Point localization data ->
§

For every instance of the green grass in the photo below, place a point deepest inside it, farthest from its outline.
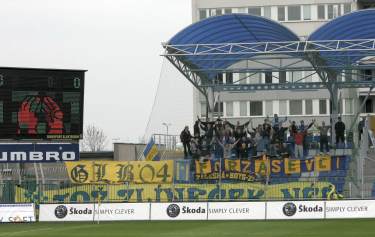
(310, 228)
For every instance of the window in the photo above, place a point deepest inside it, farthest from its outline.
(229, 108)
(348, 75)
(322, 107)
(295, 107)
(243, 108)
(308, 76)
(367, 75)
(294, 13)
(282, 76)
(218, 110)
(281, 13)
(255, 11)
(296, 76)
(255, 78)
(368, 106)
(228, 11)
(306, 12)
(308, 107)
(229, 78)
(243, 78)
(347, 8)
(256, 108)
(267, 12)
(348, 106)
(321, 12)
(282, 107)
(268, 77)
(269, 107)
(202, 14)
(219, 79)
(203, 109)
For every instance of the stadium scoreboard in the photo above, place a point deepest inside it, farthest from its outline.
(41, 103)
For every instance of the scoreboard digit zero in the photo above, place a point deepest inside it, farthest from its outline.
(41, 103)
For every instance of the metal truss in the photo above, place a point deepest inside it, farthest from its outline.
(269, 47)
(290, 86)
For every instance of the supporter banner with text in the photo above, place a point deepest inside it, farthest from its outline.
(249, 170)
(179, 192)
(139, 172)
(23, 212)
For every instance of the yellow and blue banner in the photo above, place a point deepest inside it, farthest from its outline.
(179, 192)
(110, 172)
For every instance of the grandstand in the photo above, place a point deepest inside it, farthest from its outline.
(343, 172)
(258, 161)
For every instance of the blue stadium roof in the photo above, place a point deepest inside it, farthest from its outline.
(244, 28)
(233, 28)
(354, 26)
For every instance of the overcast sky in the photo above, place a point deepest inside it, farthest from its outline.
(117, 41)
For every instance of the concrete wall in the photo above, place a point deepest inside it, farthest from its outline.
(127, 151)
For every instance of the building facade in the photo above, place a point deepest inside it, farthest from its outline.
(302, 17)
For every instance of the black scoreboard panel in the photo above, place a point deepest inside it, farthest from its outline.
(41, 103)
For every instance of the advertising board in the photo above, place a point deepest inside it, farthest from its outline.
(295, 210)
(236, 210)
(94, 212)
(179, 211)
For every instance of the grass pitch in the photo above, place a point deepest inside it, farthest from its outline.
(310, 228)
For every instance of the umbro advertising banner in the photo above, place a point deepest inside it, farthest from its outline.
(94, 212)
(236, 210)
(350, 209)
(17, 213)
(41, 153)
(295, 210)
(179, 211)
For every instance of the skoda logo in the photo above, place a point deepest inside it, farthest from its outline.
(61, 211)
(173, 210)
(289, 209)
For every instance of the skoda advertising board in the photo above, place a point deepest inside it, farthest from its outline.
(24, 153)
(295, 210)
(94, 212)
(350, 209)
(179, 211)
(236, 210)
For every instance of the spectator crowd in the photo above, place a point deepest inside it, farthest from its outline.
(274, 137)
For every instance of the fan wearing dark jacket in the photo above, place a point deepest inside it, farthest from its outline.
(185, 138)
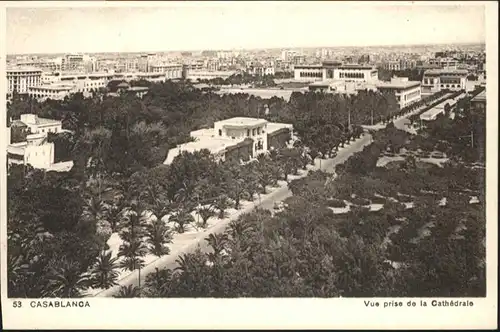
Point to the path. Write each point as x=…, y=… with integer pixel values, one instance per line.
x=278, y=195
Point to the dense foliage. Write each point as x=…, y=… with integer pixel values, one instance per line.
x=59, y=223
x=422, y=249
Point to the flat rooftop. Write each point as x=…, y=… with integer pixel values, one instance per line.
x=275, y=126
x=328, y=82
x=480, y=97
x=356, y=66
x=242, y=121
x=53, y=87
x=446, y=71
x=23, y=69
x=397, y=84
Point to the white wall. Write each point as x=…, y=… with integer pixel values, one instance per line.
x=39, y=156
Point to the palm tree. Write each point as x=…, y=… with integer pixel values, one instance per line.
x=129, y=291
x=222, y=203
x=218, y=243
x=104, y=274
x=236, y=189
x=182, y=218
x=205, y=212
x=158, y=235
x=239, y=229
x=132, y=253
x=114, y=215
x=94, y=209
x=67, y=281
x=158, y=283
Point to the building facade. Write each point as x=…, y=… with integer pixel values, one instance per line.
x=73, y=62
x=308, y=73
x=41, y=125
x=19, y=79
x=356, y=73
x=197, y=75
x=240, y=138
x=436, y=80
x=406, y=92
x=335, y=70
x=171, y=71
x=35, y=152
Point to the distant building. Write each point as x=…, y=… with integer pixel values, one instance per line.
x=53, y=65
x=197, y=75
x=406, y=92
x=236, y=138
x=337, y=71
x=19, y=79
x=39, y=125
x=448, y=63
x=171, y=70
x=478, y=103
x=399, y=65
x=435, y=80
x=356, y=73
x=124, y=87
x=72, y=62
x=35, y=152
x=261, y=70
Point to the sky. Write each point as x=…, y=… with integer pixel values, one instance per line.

§

Aim of the task ->
Every line above is to be returned exactly, with its pictures removed.

Answer space ->
For every instance of the green grass in the photo below, place a point deepest inside it, farthest from its outline.
(310, 228)
For every instance of the window in the photo above, place a point deepest inside it, farthest from its outline.
(229, 108)
(348, 75)
(322, 107)
(295, 107)
(243, 108)
(308, 76)
(367, 75)
(294, 13)
(282, 76)
(218, 110)
(281, 13)
(255, 11)
(296, 76)
(255, 78)
(368, 106)
(228, 11)
(306, 12)
(308, 107)
(229, 78)
(243, 78)
(347, 8)
(256, 108)
(267, 12)
(348, 106)
(321, 12)
(282, 107)
(268, 77)
(269, 107)
(202, 14)
(219, 79)
(203, 109)
For every instance of the stadium scoreboard in the photo above, place a point deepest inside it, farthest from its outline.
(41, 103)
For every instance of the scoreboard digit zero in the photo above, place a point deepest inside it, farthest from its outline.
(41, 103)
For every instance of the metal truss in the photo above, place a point deepest inside it, farthest from its outline.
(269, 47)
(290, 86)
For every instance of the supporter banner with text in the photo above, place a point deepest inside it, farthest from its outline.
(249, 170)
(179, 192)
(139, 172)
(23, 212)
For every instance of the yellow and blue banner in the photo above, place a point deepest inside it, farthest from its outline.
(179, 192)
(110, 172)
For every instance of the grandstand in the photo above, place a point deepest inside it, farthest from its outline.
(343, 172)
(258, 161)
For every instance of the blue stadium roof in the photo above, place a point deepest inside it, farthest from its outline.
(244, 28)
(233, 28)
(354, 26)
For every instance of the overcast sky in the photo above, place a point deepest inside it, farthest from its outline.
(117, 41)
For every instance of the concrete wall in the photo above, place a point deepest inside it, farthest from its outline.
(127, 151)
For every instance of the building facade in the photo above, place a point deepest inside it, farthest from its outline.
(302, 17)
For every instance of the black scoreboard panel in the photo above, place a point deepest inside it, farthest from its outline.
(41, 103)
For every instance of the advertising board in the photo above, place a point deepest inside it, farthest from its outline.
(295, 210)
(236, 210)
(94, 212)
(179, 211)
For every instance of the grass pitch in the photo above, place a point deepest inside it, farthest from its outline.
(310, 228)
For every instance of the umbro advertising banner in the photo above, place a point deepest inside it, farthest from its outline.
(94, 212)
(236, 210)
(350, 209)
(17, 213)
(41, 153)
(295, 210)
(179, 211)
For every instance of the skoda logo in the photo above, place a point deepest inside it, farthest from its outline.
(61, 211)
(173, 210)
(289, 209)
For every instance of the skoda advertising board in the photo above, place a point deepest inside it, farthest from its outline.
(24, 153)
(295, 210)
(94, 212)
(350, 209)
(179, 211)
(236, 210)
For every instance of the spectator crowd in the photo above, place a point deepest inside it, farthest from its outline.
(274, 137)
For every instance of the fan wearing dark jacket in the photo above, place a point deepest inside it, farthest from its outline.
(185, 138)
Point to the path. Write each point as x=…, y=… with integer pixel values, one instance per line.
x=278, y=195
Point to the dense foliage. Write each point as x=…, y=… with integer pixel values, one instance per line.
x=59, y=223
x=422, y=249
Point to the flat rooftop. Write each point as x=…, y=… with integer pixel values, one instance per line.
x=275, y=126
x=328, y=82
x=480, y=97
x=356, y=66
x=242, y=121
x=53, y=87
x=446, y=71
x=23, y=69
x=397, y=84
Point to the white wall. Write each point as x=…, y=… with integer pixel values, one instance per line.
x=39, y=156
Point to the palm tree. Write each point as x=…, y=… with integer pixel values, one instance per line.
x=129, y=291
x=222, y=203
x=218, y=243
x=104, y=274
x=236, y=189
x=182, y=218
x=205, y=212
x=158, y=235
x=239, y=229
x=132, y=253
x=114, y=215
x=94, y=209
x=67, y=281
x=158, y=283
Point to the building facade. Write each point as x=…, y=… with integer pixel values, one instance per line.
x=73, y=62
x=308, y=73
x=41, y=125
x=19, y=79
x=356, y=73
x=197, y=75
x=240, y=138
x=436, y=80
x=406, y=92
x=335, y=70
x=171, y=71
x=35, y=152
Point to the distant building. Write each point as x=…, y=… with integer pixel values, one instance per line.
x=53, y=65
x=197, y=75
x=406, y=92
x=236, y=138
x=337, y=71
x=19, y=79
x=39, y=125
x=448, y=63
x=171, y=70
x=478, y=103
x=399, y=65
x=435, y=80
x=356, y=73
x=124, y=87
x=72, y=62
x=35, y=152
x=261, y=70
Point to the sky. Write each point as x=…, y=… with integer pixel values, one instance per line.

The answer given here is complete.